# ABOUT THIS TASK:
When the string "space" occurs in a line of the listing below, return that line.

# DATA FOR THIS TASK:
┄┄┄┄┄┄

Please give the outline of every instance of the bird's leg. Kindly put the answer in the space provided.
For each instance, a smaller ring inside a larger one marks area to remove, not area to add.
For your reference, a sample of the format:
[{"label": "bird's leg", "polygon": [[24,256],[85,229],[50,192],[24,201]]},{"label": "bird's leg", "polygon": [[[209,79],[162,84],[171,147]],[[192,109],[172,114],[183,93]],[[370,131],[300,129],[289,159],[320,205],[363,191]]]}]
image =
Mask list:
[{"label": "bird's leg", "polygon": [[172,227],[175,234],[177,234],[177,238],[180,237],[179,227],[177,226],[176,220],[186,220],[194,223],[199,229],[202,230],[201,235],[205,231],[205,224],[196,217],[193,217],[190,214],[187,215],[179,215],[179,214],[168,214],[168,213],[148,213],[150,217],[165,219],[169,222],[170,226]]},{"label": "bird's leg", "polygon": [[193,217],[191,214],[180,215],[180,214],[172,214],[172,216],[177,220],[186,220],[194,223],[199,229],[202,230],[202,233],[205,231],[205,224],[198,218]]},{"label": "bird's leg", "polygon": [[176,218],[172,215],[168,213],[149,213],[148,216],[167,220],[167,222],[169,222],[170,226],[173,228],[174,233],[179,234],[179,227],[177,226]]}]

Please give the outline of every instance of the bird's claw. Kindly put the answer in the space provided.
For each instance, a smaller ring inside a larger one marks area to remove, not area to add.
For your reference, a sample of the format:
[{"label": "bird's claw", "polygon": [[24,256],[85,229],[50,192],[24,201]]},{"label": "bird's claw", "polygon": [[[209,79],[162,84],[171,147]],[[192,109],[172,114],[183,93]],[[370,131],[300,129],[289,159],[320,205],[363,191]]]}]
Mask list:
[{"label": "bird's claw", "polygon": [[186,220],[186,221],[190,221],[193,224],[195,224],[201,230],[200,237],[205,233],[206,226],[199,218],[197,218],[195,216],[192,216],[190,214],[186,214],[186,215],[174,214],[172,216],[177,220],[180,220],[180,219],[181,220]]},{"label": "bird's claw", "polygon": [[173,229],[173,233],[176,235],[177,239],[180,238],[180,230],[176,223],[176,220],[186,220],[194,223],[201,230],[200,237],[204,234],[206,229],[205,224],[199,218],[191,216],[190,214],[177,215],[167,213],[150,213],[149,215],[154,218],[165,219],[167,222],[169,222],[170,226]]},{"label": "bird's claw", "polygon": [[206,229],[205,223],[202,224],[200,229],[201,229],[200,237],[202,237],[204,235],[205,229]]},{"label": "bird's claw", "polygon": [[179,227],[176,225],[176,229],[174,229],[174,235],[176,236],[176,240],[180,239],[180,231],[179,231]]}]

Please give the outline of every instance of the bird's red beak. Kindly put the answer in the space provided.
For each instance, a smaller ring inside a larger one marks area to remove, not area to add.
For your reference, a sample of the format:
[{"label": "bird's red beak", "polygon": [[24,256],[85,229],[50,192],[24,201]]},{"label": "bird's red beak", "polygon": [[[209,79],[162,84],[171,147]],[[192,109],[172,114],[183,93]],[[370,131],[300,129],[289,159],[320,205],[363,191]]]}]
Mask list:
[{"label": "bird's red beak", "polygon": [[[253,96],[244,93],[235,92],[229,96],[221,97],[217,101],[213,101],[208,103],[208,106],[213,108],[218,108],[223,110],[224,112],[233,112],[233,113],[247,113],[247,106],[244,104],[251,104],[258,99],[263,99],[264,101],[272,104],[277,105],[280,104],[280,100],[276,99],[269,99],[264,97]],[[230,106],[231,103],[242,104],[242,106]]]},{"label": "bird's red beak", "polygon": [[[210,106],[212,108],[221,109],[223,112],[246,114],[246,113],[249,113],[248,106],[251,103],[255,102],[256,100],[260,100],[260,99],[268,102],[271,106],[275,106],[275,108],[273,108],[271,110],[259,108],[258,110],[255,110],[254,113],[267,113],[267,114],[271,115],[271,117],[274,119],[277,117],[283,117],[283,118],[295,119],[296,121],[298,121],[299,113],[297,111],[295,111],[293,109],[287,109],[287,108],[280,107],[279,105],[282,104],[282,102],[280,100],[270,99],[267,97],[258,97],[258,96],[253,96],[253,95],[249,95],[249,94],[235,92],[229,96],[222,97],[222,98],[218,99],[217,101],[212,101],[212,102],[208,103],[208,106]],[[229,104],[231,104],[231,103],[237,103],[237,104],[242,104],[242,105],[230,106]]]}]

┄┄┄┄┄┄

# TASK ANSWER:
Please give the outline of every instance of the bird's leg. Kindly put the answer in the space provided.
Please give the outline of every instance of the bird's claw. Kindly put the answer in the space provided.
Please give the outline of every instance of the bird's red beak. Kindly put the answer in the space provided.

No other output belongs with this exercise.